- WORK INSTRUCTION:
Copy each entry as it stands, leaving nothing out.

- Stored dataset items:

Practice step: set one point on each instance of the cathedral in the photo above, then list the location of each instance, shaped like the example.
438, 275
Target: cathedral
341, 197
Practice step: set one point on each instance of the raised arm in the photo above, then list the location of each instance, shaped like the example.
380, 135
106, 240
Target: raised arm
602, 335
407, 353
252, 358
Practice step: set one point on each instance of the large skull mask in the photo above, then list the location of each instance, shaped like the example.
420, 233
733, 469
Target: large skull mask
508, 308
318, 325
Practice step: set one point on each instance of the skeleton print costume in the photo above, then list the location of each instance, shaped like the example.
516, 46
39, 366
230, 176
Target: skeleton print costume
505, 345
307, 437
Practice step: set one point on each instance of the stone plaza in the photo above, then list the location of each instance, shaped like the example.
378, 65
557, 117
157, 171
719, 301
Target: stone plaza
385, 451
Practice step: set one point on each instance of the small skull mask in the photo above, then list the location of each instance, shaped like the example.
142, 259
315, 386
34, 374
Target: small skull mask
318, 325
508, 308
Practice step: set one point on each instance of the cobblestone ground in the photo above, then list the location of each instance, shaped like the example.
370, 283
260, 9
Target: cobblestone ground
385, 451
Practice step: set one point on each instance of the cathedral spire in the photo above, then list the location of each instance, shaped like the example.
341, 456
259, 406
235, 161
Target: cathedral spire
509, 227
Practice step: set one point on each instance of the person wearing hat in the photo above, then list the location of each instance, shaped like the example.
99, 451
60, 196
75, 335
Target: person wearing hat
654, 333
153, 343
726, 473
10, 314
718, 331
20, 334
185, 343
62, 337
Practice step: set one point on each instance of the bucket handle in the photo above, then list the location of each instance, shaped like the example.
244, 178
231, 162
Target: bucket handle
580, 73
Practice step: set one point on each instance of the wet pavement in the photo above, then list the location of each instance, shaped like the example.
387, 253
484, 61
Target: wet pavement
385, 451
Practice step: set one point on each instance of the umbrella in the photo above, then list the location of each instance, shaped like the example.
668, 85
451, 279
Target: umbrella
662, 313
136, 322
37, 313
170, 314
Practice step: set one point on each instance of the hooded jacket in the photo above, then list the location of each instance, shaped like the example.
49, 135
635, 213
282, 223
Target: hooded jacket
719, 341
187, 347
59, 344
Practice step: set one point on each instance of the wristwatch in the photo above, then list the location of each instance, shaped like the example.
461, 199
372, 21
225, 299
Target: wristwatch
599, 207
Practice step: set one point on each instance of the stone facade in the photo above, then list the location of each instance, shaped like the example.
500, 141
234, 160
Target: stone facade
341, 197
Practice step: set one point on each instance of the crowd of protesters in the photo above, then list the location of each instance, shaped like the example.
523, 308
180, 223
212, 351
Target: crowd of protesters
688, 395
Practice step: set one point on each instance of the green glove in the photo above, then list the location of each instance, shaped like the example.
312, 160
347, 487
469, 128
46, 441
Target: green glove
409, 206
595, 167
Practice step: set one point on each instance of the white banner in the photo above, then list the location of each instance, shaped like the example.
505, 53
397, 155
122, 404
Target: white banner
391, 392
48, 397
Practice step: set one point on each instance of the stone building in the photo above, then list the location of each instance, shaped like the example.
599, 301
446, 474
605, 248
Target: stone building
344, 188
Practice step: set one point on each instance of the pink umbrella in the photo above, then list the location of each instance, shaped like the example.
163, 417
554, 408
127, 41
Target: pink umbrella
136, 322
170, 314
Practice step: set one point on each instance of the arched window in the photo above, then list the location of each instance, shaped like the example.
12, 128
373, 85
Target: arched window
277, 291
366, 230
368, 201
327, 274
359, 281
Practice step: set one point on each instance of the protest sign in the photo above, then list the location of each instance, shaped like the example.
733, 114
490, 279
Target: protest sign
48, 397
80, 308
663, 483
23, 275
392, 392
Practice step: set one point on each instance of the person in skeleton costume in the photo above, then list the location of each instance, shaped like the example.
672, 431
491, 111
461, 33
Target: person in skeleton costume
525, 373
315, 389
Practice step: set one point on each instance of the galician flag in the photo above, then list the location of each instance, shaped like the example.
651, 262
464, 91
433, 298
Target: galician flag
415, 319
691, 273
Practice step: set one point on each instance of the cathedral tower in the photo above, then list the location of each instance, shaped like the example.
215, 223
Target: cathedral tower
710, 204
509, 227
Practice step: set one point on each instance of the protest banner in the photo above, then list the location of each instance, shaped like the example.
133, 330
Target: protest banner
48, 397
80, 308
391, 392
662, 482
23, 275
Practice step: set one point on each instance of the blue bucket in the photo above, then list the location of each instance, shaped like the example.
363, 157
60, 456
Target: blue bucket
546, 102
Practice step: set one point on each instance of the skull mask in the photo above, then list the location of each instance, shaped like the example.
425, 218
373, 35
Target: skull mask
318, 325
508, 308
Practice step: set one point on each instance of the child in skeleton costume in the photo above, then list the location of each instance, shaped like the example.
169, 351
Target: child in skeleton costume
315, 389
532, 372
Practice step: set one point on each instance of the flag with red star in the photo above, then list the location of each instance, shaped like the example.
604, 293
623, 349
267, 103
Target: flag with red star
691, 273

- OUTPUT BELOW:
Practice step: set one point on each instance of the cathedral in the photo above, then list the location of each instance, shaped like the example.
438, 275
Target: cathedral
341, 197
Practice step: set one point on each instance of the raised arm in the photo above, then list the location of each instance, shaped like the example.
380, 135
106, 240
Target: raised arm
602, 335
407, 353
252, 358
Practice step: set one point on each instance of the large skull mask in the photo above, then list the location of each instance, shaped like the example.
420, 233
733, 469
Target: large skull mask
508, 308
318, 325
Practice step: set one point on each instance of the skeleton print costume in the photo above, then list the location of each instance, shaped like the example.
516, 46
39, 366
230, 176
Target: skeleton print costume
505, 345
307, 437
Practice step: set one point on each instance of the stone plaza in the photo above, then list the location of each instance, shaped like the example.
378, 65
557, 117
157, 171
719, 301
Target: stone plaza
385, 451
Practice step: set one point on each instance of the small skull mask in the photo above, then list the location of each instance, shaped like the example.
142, 259
315, 386
34, 374
Target: small skull mask
318, 325
508, 308
Practice step: set one point on each instance of the cobblestone ground in the photo above, then list the location of each instance, shaped like the example.
370, 283
260, 9
Target: cobblestone ground
385, 451
Practice step: set one point on each instance of the cathedral spire in the photo above, then list the location of each instance, shaped like the example.
341, 456
259, 406
235, 161
Target: cathedral spire
509, 227
Practice step: set one point on each instance of the person wearing hat in the photo above, then list the location of each instance, shaped like the example.
99, 451
60, 196
75, 335
Target: person wearing hat
654, 333
153, 343
726, 473
10, 314
718, 331
20, 334
185, 343
62, 337
Practice step: set one point on each instance of the bucket handle in the photo above, then list the location of each instance, shaped like the example.
244, 178
231, 162
Target: bucket handle
580, 73
Practice step: set one point on each instance of the wet pavement in the photo above, then list the location of each instance, shaped like the example.
387, 253
484, 61
Target: wet pavement
385, 451
Practice step: set one point on each instance of the umbrella in the photo above, then list the location of each instance, shaped like the example.
668, 85
451, 279
Target: umbrella
662, 313
136, 322
37, 313
170, 314
Practice step: set one point on each instance of the hooded jacket in the photo above, then list the location of each instance, shaped like the example.
49, 135
635, 213
282, 223
Target: hooded jacket
719, 341
187, 347
59, 344
Practice step: set one point on each instance of the wristwatch in the photo above, then list the location of each instance, shaped like the example.
461, 199
372, 21
225, 299
Target: wristwatch
599, 207
Practice step: set one point on each instance of the stone facade in the photo above, then list the location of each instance, shaped like the example.
500, 141
234, 160
Target: stone facade
341, 197
Practice step: set one point on each instance of the crowd of protesters in the photo above, then list the location of each instance, shaped like the example.
523, 308
180, 223
212, 351
Target: crowd of protesters
688, 395
Practice step: set one point on each instance of the green glove in the photo above, then list the location of each instance, shaped like the example.
312, 160
347, 487
469, 128
46, 441
Target: green glove
409, 206
595, 167
Practice step: set one point on each instance of the white banner in the photo above, then list the location of each instance, shaped like the example.
505, 53
397, 155
122, 404
Target: white banner
391, 392
48, 397
Practice step: set one point on each instance of the stone building in the photo above, then list the location of each instance, shaped like the example.
599, 301
446, 474
605, 248
Target: stone building
344, 188
Practice step: set one point on each instance of the pink umbrella in the photo above, then list the location of each instance, shaped like the example.
163, 417
554, 408
127, 41
Target: pink umbrella
136, 322
170, 314
Practice step: set one point on each instance of the arched window in the photo above, then list the location of each instance, shaped like the example.
12, 128
373, 85
Target: arched window
277, 291
366, 230
368, 201
327, 274
359, 281
Practice step: set one point on each instance of the protest sign in the photo above, then list the location of each instance, shaped like the example.
733, 114
490, 279
Target: protest sign
48, 397
80, 308
663, 483
23, 275
392, 392
Practice step: set one point on each instance of the person in skeleton costume in the photo above, then list the location of each instance, shaped like the example.
672, 431
491, 111
461, 33
Target: person in skeleton costume
525, 373
315, 389
Practice step: set one point on each instance of the galician flag in the photo above, then list the location of each instance, shaped like the example.
651, 262
464, 91
433, 298
Target: galician flag
415, 319
691, 273
Practice step: set one point on each instance of the cathedral tower in the photo above, then list the location of each instance, shaped like the example.
215, 223
Target: cathedral tower
710, 204
509, 227
Practice step: set one point on each instance of the protest banner in the photo above, then list the location of each instance, shaped like the example.
133, 330
Target: protest banner
48, 397
80, 308
391, 392
662, 482
23, 275
Practice step: set one point on each instance of the blue bucket in the photo above, then list the location of each instance, shaped like the example.
363, 157
60, 456
Target: blue bucket
546, 102
Practice step: set one point on each instance of the skull mask in the photo above, then list the location of each instance, shaped like the example.
425, 218
373, 35
Target: skull mask
318, 325
508, 308
Practice step: set one point on each instance of the child in skeleton costume in the photo above, then list the location of each instance, shaped like the example.
169, 351
Target: child in skeleton costume
315, 389
532, 372
Practice step: set one point on each instance of the flag with red star in the photo above, then list the location of each instance, shaped like the example.
604, 293
623, 349
267, 103
Target: flag with red star
691, 273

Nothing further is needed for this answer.